**TASK GOAL**
The only acceptable reply is the number of lines in the material below that hold "bare".

**GIVEN RECORDS**
===
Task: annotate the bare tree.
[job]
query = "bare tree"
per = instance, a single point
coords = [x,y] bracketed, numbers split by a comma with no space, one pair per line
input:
===
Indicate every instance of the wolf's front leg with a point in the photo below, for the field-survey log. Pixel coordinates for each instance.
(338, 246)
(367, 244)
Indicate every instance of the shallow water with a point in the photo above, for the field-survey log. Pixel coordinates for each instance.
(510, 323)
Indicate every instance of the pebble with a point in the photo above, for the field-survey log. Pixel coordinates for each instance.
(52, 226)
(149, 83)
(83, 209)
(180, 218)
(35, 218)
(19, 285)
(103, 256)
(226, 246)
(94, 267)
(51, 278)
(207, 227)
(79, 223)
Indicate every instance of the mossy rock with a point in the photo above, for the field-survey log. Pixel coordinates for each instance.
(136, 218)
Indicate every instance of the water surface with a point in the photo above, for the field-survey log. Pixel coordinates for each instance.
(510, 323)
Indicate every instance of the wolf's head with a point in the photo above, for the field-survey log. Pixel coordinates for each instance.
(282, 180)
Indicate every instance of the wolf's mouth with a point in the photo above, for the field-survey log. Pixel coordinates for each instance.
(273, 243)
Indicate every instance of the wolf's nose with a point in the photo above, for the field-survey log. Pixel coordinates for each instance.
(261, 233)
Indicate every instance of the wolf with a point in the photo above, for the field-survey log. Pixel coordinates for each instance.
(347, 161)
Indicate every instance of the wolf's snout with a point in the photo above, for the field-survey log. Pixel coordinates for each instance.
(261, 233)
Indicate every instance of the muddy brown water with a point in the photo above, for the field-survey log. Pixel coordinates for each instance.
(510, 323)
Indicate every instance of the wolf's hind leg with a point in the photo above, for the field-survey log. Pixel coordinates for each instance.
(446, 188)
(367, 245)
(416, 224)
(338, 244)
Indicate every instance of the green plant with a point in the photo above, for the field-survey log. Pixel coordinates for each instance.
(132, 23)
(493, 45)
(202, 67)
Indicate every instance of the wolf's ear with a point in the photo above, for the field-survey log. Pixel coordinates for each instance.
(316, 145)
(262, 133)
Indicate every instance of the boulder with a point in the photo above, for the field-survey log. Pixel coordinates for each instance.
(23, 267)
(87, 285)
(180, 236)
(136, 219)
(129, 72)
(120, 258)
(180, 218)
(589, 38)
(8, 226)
===
**WRITTEN REPLY**
2